**Objective:** Output the material below in full, exactly as it is.

┌─ Input

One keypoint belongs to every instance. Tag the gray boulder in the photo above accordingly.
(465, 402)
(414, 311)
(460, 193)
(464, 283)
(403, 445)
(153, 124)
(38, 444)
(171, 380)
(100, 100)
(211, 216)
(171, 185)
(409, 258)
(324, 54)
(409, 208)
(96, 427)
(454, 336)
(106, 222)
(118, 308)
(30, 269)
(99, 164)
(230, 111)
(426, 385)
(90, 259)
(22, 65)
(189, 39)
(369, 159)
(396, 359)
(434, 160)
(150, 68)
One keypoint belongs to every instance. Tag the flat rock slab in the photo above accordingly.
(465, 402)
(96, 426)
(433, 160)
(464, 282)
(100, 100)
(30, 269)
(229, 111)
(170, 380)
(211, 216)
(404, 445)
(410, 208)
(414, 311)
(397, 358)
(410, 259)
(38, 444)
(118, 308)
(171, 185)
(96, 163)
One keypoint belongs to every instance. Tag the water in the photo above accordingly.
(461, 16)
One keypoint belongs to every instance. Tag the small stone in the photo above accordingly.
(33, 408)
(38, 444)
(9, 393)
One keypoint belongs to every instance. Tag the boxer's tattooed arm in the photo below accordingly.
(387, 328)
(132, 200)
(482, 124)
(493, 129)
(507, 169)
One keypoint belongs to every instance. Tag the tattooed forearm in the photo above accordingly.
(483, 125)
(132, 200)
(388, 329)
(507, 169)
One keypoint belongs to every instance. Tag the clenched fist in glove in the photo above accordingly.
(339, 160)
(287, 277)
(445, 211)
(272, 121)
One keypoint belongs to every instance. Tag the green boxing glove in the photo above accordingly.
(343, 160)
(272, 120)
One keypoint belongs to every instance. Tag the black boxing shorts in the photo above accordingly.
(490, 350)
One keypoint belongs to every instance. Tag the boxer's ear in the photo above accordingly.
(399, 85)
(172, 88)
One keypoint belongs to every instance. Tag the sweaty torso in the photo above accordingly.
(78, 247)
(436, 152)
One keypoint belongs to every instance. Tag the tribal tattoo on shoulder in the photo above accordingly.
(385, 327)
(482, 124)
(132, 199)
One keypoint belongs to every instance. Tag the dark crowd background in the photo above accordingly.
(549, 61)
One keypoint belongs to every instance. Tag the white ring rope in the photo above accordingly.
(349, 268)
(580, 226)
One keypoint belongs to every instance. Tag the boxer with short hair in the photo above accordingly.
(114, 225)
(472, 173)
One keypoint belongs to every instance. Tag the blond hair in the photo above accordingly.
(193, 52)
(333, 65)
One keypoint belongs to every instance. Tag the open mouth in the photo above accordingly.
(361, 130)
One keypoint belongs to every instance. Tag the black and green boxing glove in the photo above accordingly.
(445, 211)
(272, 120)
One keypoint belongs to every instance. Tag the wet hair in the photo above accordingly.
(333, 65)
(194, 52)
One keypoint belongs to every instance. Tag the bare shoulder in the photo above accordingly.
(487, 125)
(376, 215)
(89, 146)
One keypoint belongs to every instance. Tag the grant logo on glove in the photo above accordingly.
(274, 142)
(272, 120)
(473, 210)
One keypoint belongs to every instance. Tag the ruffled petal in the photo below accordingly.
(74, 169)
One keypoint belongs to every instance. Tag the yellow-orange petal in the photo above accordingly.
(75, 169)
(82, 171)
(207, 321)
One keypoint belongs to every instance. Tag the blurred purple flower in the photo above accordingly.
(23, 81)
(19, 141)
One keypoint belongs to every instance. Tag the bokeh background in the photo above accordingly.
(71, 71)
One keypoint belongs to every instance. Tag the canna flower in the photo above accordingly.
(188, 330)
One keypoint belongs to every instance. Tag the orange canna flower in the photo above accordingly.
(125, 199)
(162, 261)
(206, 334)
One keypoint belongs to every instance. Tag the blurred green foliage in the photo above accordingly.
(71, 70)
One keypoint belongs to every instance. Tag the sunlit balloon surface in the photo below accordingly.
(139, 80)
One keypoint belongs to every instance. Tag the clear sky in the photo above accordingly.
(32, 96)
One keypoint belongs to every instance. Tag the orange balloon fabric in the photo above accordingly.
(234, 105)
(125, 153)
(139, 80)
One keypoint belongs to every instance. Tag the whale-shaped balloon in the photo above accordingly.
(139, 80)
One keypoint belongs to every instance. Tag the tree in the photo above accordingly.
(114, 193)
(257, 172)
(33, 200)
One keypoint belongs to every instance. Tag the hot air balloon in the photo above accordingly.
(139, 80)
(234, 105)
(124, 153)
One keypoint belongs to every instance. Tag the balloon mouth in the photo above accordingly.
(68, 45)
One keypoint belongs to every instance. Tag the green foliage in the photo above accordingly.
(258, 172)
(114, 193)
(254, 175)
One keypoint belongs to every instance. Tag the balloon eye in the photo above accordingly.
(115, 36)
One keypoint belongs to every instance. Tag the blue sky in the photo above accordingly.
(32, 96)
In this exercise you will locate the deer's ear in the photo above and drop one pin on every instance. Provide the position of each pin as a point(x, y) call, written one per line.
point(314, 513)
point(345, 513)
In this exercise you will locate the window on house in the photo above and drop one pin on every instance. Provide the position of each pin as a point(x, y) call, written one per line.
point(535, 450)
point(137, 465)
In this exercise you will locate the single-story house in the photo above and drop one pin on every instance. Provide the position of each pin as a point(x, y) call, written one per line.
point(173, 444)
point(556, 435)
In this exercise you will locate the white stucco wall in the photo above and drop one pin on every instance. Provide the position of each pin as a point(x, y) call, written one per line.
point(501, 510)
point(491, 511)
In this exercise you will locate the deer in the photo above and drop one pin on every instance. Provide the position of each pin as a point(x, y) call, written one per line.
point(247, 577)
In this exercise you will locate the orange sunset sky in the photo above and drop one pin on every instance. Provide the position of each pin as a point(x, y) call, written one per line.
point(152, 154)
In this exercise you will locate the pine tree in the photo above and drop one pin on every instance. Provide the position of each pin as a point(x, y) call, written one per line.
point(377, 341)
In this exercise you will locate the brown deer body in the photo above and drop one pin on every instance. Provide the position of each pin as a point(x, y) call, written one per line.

└─

**Task answer:**
One keypoint belongs to every instance. Tag the gray boulder in the photo above accordingly.
(465, 402)
(414, 311)
(460, 193)
(464, 283)
(403, 445)
(153, 124)
(38, 444)
(171, 380)
(100, 100)
(211, 216)
(171, 185)
(409, 258)
(324, 54)
(409, 208)
(96, 427)
(454, 336)
(106, 222)
(118, 308)
(30, 269)
(99, 164)
(230, 111)
(426, 385)
(90, 259)
(22, 65)
(189, 39)
(369, 159)
(396, 359)
(434, 160)
(150, 68)
One keypoint belongs to every instance. Tag the flat rock slab in the photo above accordingly.
(465, 402)
(96, 426)
(433, 160)
(464, 282)
(100, 100)
(30, 269)
(229, 111)
(170, 380)
(211, 216)
(404, 445)
(410, 208)
(414, 311)
(397, 358)
(410, 259)
(38, 444)
(118, 308)
(171, 185)
(96, 163)
One keypoint belongs to every instance. Tag the water in the photo above accordingly.
(461, 16)
One keypoint belongs to every instance. Tag the small stone in the photo above accordingly.
(33, 408)
(38, 444)
(9, 393)
One keypoint belongs to every instance. Tag the boxer's tattooed arm in the photo below accordingly.
(387, 328)
(132, 200)
(482, 124)
(493, 129)
(507, 169)
One keypoint belongs to every instance. Tag the tattooed forearm in the photo above accordingly.
(483, 125)
(132, 200)
(388, 329)
(507, 169)
One keypoint belongs to every instance. Tag the clenched fist in glove in the photo above accordingly.
(339, 160)
(287, 277)
(445, 211)
(272, 121)
One keypoint belongs to every instance. Tag the green boxing glove in the photo above accordingly.
(343, 160)
(272, 120)
One keypoint belongs to every instance. Tag the black boxing shorts in the photo above accordingly.
(490, 350)
One keypoint belongs to every instance. Tag the boxer's ear in the photo above accordingly.
(399, 85)
(172, 88)
One keypoint belongs to every instance. Tag the sweaty torso in the photo above accordingly.
(78, 247)
(436, 152)
One keypoint belongs to every instance. Tag the tribal tattoo on shoulder in the photo above accordingly.
(385, 327)
(482, 124)
(132, 199)
One keypoint belongs to every instance. Tag the dark crowd background in the photo above accordingly.
(549, 61)
One keypoint belongs to every instance. Tag the white ring rope in the photo above accordingly.
(349, 268)
(580, 226)
One keypoint belongs to every instance. Tag the boxer with short hair in the photo above accordingly.
(114, 225)
(472, 173)
One keypoint belongs to every instance. Tag the blond hair in the photo above accordingly.
(193, 52)
(333, 65)
One keypoint belongs to every instance. Tag the open mouth in the photo above accordingly.
(361, 130)
One keypoint belongs to every instance. Tag the black and green boxing glove in the photo above accordingly.
(445, 211)
(272, 120)
One keypoint belongs to every instance. Tag the wet hair in the photo above accordingly.
(333, 65)
(194, 52)
One keypoint belongs to every instance. Tag the bare shoulder in the photo above accordingly.
(487, 125)
(376, 215)
(89, 146)
One keypoint belongs to every instance. Tag the grant logo on glove in the photo above accordingly.
(274, 142)
(272, 120)
(473, 210)
One keypoint belongs to every instance. Tag the ruffled petal in the photo below accordingly.
(74, 169)
One keypoint belongs to every instance. Tag the yellow-orange petal in the photo above accordingly.
(75, 169)
(82, 171)
(207, 321)
One keypoint belongs to every instance. Tag the blurred purple flower in the photo above accordingly.
(23, 81)
(19, 141)
One keypoint belongs to every instance. Tag the bokeh background in the photo above accordingly.
(71, 71)
One keypoint belongs to every instance. Tag the canna flower in the photo above accordingly.
(188, 330)
One keypoint belongs to every instance. Tag the orange canna flower in the photo above accordingly.
(125, 199)
(162, 261)
(206, 334)
One keypoint belongs to every instance. Tag the blurred green foliage in the photo above accordingly.
(71, 70)
One keypoint belongs to every instance. Tag the sunlit balloon surface in the photo below accordingly.
(139, 80)
One keypoint belongs to every instance. Tag the clear sky in the photo above accordingly.
(32, 96)
One keypoint belongs to every instance. Tag the orange balloon fabric in the photo above accordingly.
(234, 105)
(125, 153)
(139, 80)
One keypoint belongs to every instance. Tag the whale-shaped balloon in the photo above accordingly.
(139, 80)
One keypoint belongs to every instance. Tag the tree in the photo above accordingly.
(114, 193)
(257, 172)
(33, 200)
One keypoint belongs to every instance. Tag the hot air balloon in the photo above accordingly.
(139, 80)
(234, 105)
(124, 153)
One keypoint belongs to every instance. Tag the balloon mouth in the photo above accordingly.
(68, 45)
One keypoint belongs to every instance. Tag the green foliage in the photo above accordingly.
(258, 172)
(114, 193)
(254, 175)
One keypoint belongs to every instance. Tag the balloon eye in the photo above accordingly.
(115, 36)
One keypoint belongs to every instance. Tag the blue sky in the photo above accordingly.
(32, 96)
In this exercise you will locate the deer's ear in the photo above and drop one pin on every instance. Provide the position of each pin as a point(x, y) call, written one per line.
point(314, 513)
point(345, 513)
In this exercise you will locate the window on house in the photo above and drop one pin on every instance. Provide the position of each pin as a point(x, y) call, written one per line.
point(535, 450)
point(137, 465)
In this exercise you will locate the single-story house in the photo above and drop one pin on every instance. Provide the position of each pin as a point(x, y) call, written one per line.
point(173, 444)
point(556, 435)
In this exercise you will locate the white stucco wall in the photo above and drop one pin on every instance. Provide the position of each pin as a point(x, y) call, written one per line.
point(501, 510)
point(491, 511)
In this exercise you will locate the deer in the photo above and drop one pin on every instance. Provide the position of each pin as a point(x, y) call, written one per line.
point(247, 577)
In this exercise you will locate the orange sunset sky in the photo above and drop one pin on every instance. Provide the position of each pin as a point(x, y) call, written one per line.
point(152, 154)
In this exercise you will locate the pine tree in the photo above and drop one pin on every instance. Provide the position of each pin as a point(x, y) call, written one per line.
point(377, 341)
In this exercise you will locate the brown deer body in the photo above and drop one pin on every instance. Provide the position of each pin as a point(x, y) call, written one per line.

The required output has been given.